── Texto ──

No dia 1º de abril foi publicada a Medida Provisória (MP) n.
954 [1], a qual determinou que as empresas de telecomunicação prestadoras de
serviços de telefonia fixa e móvel pessoal no país deverão disponibilizar à
Fundação IBGE, por meio eletrônico, a relação dos nomes, dos números de
telefone e dos endereços de seus consumidores, pessoas físicas ou jurídicas, no
prazo de sete dias.
Segundo informação do Governo Federal, esses dados serão
utilizados direta e exclusivamente pela Fundação IBGE para a produção estatística
oficial, com o objetivo de realizar entrevistas não pessoais com os cidadãos.
Ainda foram determinadas medidas de segurança como a garantia de sigilo, a
vedação de disponibilização desses dados a quaisquer empresas públicas ou
privadas, a elaboração e divulgação de relatório de impacto à proteção de dados
pessoais e a eliminação dos dados da base do IBGE após o fim da situação de
emergência da Covid-19.

───
── Trechos dos registros ──

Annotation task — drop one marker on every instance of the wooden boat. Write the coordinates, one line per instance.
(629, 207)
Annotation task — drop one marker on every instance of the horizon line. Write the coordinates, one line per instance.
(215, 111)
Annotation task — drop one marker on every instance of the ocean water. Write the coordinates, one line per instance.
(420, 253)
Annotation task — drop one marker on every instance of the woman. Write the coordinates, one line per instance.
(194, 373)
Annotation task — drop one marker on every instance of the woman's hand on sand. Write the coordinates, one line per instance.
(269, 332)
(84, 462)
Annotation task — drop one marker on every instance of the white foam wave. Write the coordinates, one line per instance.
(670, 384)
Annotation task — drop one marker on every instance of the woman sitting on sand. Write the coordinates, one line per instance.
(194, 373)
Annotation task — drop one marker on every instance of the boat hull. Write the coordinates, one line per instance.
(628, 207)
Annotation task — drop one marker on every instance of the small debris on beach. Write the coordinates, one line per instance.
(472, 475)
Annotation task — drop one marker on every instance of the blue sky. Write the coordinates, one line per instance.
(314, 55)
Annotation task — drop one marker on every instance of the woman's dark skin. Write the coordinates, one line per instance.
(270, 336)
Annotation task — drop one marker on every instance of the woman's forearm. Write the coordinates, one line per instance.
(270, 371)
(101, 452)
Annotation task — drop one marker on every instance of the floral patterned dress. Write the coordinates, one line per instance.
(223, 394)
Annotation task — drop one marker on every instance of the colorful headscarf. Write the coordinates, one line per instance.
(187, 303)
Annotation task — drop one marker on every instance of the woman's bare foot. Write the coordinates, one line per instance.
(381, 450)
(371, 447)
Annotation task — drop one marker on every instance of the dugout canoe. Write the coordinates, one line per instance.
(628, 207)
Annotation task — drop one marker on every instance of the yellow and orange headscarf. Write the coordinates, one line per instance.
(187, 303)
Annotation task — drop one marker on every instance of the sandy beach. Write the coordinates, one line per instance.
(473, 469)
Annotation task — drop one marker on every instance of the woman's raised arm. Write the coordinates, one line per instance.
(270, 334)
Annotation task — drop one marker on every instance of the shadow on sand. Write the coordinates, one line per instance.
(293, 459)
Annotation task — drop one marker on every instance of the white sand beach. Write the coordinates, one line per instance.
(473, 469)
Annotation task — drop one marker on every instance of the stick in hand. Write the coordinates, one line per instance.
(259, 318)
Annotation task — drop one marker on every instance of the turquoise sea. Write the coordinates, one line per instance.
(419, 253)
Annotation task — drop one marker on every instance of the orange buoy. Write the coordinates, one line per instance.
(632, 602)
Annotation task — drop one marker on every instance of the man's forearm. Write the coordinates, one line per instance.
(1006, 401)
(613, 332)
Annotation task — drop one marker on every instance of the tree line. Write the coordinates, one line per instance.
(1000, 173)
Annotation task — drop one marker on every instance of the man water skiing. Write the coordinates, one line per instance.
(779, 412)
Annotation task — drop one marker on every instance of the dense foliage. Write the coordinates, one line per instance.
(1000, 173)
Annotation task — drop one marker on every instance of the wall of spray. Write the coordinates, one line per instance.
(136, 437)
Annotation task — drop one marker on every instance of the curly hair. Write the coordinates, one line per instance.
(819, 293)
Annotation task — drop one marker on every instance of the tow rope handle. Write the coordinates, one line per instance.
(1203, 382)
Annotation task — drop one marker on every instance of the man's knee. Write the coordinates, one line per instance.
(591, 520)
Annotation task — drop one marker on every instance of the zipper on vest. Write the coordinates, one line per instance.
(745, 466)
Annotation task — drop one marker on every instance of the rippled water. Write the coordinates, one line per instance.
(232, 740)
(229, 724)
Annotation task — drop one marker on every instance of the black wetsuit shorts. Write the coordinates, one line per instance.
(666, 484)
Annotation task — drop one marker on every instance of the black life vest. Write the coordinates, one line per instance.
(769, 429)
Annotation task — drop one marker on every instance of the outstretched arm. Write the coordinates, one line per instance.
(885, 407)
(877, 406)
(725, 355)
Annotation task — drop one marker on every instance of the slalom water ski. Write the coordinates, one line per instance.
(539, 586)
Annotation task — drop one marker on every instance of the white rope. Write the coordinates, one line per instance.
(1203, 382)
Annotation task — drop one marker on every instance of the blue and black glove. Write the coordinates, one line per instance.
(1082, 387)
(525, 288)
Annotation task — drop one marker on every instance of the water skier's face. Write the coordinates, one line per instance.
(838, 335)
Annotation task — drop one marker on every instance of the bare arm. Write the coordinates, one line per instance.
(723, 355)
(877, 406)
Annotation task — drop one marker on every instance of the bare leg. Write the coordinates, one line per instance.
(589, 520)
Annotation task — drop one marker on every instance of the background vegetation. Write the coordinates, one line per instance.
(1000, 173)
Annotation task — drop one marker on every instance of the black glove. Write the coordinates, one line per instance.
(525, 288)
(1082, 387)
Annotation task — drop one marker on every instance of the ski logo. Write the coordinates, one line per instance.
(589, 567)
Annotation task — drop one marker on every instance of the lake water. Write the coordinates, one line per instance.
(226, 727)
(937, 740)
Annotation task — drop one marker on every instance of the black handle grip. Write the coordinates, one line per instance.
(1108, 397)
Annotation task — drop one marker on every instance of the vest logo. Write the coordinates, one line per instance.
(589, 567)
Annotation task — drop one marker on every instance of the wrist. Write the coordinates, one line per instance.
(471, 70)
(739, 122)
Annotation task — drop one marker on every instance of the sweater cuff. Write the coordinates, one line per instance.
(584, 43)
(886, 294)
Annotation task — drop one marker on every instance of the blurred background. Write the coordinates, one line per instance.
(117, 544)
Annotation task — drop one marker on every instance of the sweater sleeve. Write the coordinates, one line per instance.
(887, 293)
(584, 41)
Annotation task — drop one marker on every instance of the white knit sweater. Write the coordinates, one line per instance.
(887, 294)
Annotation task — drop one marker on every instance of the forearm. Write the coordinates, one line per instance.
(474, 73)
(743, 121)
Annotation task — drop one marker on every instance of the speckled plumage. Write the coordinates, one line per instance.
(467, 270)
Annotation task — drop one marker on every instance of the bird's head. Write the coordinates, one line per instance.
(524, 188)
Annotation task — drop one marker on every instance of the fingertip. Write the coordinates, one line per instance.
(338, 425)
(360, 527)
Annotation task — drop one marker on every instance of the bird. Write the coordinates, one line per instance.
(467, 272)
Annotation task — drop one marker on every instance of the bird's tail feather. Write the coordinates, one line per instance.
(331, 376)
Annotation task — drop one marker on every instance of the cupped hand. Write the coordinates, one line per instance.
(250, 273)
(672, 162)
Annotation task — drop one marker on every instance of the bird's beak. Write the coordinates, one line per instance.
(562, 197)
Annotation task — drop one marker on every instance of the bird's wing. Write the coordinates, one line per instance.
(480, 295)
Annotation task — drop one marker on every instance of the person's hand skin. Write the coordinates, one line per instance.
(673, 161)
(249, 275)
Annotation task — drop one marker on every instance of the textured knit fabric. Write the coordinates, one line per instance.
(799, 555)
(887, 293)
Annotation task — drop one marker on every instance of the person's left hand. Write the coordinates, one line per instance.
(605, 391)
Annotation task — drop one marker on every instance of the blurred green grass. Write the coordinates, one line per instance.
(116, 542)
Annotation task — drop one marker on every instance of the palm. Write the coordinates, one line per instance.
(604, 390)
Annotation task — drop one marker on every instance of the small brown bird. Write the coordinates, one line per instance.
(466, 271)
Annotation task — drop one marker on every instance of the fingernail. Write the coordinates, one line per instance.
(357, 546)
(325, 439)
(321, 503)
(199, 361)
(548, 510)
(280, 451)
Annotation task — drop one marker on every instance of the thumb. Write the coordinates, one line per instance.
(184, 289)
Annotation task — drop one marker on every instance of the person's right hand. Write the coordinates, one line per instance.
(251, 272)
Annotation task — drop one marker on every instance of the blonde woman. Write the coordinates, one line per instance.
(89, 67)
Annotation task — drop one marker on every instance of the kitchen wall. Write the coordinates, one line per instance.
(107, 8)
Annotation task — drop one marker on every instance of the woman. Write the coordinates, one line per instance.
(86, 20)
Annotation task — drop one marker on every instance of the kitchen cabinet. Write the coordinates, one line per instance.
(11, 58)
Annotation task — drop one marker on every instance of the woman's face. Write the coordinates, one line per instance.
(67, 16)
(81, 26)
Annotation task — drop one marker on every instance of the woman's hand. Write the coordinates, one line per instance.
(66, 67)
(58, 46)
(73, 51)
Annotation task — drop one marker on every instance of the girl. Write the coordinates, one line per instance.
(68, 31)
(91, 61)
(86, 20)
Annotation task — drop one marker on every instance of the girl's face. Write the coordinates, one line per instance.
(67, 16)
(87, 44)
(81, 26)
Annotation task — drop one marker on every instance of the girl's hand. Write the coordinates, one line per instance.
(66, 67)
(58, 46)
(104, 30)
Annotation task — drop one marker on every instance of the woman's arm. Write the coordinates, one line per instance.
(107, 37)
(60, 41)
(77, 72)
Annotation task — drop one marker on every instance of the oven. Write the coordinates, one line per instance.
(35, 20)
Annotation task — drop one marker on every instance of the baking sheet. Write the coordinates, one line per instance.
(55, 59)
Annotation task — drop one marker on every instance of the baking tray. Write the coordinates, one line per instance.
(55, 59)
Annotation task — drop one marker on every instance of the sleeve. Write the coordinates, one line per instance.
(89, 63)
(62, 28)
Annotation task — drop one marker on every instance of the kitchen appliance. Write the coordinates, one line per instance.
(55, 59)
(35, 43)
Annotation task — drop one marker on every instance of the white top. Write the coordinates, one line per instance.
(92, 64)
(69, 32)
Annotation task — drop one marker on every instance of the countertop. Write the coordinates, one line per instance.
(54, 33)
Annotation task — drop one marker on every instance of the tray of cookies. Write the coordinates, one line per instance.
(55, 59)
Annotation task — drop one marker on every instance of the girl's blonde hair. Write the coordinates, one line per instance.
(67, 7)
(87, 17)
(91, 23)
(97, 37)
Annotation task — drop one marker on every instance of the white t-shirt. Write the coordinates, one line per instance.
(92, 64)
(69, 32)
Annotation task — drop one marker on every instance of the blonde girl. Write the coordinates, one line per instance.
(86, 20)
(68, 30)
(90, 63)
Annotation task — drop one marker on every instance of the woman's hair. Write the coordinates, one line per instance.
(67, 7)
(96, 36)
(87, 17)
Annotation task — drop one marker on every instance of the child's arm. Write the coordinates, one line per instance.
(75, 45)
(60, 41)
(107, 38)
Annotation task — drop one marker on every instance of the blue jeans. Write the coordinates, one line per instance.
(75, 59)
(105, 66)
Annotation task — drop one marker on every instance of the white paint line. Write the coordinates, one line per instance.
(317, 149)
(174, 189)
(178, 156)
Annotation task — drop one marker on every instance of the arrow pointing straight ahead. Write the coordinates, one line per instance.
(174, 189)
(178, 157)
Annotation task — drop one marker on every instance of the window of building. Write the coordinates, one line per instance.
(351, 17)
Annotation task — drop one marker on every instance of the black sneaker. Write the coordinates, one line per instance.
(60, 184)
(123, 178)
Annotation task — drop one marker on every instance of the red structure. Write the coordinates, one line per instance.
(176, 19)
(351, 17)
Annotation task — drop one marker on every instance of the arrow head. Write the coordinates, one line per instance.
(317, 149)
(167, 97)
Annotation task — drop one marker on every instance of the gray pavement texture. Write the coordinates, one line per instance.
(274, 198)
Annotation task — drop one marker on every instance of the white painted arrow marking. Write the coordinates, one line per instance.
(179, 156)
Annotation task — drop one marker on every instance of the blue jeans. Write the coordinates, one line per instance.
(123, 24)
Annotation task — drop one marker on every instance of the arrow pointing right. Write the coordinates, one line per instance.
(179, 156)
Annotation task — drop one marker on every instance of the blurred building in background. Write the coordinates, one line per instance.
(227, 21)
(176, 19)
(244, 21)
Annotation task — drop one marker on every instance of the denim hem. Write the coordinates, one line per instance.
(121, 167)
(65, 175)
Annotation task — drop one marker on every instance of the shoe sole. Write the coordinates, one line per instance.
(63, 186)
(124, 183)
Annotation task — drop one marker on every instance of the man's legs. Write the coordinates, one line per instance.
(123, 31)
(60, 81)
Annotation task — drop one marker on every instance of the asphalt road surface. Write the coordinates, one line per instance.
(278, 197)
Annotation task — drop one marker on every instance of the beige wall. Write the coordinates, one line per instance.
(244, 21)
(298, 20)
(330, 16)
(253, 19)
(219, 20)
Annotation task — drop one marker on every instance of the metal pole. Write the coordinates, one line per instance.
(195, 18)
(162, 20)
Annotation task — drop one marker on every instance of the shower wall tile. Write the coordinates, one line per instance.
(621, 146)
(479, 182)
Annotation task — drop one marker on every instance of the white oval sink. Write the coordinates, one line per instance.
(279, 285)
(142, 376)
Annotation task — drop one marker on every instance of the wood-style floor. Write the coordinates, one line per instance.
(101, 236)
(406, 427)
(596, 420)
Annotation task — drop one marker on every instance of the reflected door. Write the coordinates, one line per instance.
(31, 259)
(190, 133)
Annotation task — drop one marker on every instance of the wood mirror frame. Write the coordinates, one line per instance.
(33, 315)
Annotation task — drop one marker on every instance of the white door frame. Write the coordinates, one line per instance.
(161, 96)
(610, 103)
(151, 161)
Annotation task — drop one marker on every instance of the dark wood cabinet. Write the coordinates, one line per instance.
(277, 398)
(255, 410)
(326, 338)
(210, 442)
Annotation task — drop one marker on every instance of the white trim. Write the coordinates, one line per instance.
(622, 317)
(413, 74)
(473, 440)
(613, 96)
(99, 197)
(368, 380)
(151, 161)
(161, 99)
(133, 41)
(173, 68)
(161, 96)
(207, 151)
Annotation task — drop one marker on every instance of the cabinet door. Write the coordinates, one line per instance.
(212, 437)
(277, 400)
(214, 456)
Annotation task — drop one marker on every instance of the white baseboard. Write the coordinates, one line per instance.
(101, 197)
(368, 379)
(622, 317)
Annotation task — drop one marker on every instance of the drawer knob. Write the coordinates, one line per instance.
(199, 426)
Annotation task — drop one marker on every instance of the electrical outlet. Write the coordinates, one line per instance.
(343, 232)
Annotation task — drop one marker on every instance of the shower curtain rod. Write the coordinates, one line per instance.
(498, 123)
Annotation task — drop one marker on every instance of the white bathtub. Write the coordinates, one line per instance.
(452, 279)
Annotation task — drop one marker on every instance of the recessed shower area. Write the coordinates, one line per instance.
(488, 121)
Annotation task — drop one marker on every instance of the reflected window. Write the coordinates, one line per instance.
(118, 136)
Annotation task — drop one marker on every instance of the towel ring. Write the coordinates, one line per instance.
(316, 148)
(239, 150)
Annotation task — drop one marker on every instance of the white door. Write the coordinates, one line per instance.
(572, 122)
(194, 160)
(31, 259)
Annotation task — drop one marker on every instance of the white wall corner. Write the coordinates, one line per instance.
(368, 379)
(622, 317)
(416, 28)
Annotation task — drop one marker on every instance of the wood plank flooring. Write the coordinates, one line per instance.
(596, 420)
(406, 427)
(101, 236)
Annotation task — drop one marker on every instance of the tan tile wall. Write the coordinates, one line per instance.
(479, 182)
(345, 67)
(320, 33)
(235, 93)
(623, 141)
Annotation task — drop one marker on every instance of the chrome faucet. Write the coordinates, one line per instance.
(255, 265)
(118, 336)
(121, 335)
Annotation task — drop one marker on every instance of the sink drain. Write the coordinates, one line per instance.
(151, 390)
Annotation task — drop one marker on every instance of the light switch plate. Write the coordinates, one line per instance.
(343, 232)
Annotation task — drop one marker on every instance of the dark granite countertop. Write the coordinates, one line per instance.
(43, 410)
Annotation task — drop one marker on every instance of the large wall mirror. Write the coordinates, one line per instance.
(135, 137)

───

Detalhes da tarefa:
Transcreva, sem nenhuma alteração, o trecho do texto sobre a Medida Provisória n. 954 que começa nas palavras "No dia 1º de" e termina depois de "com os cidadãos.".

Resposta do exercício:
No dia 1º de abril foi publicada a Medida Provisória (MP) n.
954 [1], a qual determinou que as empresas de telecomunicação prestadoras de
serviços de telefonia fixa e móvel pessoal no país deverão disponibilizar à
Fundação IBGE, por meio eletrônico, a relação dos nomes, dos números de
telefone e dos endereços de seus consumidores, pessoas físicas ou jurídicas, no
prazo de sete dias.
Segundo informação do Governo Federal, esses dados serão
utilizados direta e exclusivamente pela Fundação IBGE para a produção estatística
oficial, com o objetivo de realizar entrevistas não pessoais com os cidadãos.